■ TASK DETAILS ■
Rewrite the records below, replacing "marker" with "dot" at every occurrence and leaving everything else unchanged.

■ ITEMS ■

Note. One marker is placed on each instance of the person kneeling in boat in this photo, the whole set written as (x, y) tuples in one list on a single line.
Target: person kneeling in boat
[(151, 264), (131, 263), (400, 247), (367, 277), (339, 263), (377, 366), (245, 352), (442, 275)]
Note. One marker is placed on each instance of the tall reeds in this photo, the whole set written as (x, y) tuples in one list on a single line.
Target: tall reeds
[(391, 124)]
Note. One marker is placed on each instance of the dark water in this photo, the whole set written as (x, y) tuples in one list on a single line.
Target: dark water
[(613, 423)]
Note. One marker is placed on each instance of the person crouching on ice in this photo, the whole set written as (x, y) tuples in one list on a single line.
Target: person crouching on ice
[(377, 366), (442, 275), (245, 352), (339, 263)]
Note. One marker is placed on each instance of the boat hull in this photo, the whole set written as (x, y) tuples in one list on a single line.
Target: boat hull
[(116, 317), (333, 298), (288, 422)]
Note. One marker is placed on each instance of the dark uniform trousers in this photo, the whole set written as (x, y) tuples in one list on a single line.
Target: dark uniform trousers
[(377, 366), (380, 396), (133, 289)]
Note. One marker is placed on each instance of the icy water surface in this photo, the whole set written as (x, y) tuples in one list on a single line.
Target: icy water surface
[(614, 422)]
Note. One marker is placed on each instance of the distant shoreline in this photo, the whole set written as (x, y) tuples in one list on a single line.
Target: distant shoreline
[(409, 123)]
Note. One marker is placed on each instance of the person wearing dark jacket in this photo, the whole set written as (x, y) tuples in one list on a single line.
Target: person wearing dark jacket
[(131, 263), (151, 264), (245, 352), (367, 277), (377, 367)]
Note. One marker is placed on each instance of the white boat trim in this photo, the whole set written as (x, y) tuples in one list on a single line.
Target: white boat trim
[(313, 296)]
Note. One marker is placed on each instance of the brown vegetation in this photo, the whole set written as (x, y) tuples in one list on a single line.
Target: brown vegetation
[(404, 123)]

■ RESPONSE ■
Note. One dot is placed on each instance of the person kneeling in boat in this photo, the whole set written as (x, y) tuples in one list on a single line.
Target: person kneeling in boat
[(151, 264), (131, 263), (400, 247), (367, 277), (339, 263), (377, 366), (245, 352), (442, 275)]
Note. One dot is placed on each instance of the tall reeds in this photo, the whole set written as (x, y) tuples in one list on a single line.
Target: tall reeds
[(391, 124)]
Note. One dot is placed on each instance of the dark water in this photo, the whole set written as (x, y) tuples in one list on a single line.
Target: dark water
[(613, 423)]
Note. One dot is placed on each instance of the person crouching on ice in this photo, the whole set written as (x, y) tuples in one list on a single line.
Target: person crouching on ice
[(377, 366), (442, 275), (245, 352), (339, 263)]
Note. One dot is placed on each instance of the boat hull in this photo, the whole set written as (x, y) tuples in one list on a single line.
Target: boat hull
[(116, 317), (333, 298), (288, 422)]
Note. One dot is placed on each instance of the dark uniform trousers in this photo, the whole set written as (x, y) tuples in one list on a single line.
Target: dark uniform trousers
[(377, 366), (380, 396), (133, 289)]
Note. One dot is placed on each instance of the icy water surface in this photo, the whole set written as (x, y) tuples in one list on a single line.
Target: icy water surface
[(614, 422)]
Note. One dot is placed on each instance of the distant shoreline in this photo, the whole set written as (x, y) tuples in one list on a single line.
Target: distant shoreline
[(409, 123)]
Note. One dot is placed on each instance of the person wearing dark jacket in this photo, the whole set written as (x, y) tuples in one list on a single line.
Target: person wearing dark jacket
[(131, 263), (151, 264), (245, 352), (367, 277), (377, 367)]
Note. One dot is placed on each instance of the white boat trim in this photo, the whole set written as (x, y) tuples in one list on a single line.
Target: white boat trim
[(313, 296)]
Note. One dot is placed on each instance of the brown vegetation in this photo, the whole set written as (x, y) tuples in one list on a single line.
Target: brown vegetation
[(404, 123)]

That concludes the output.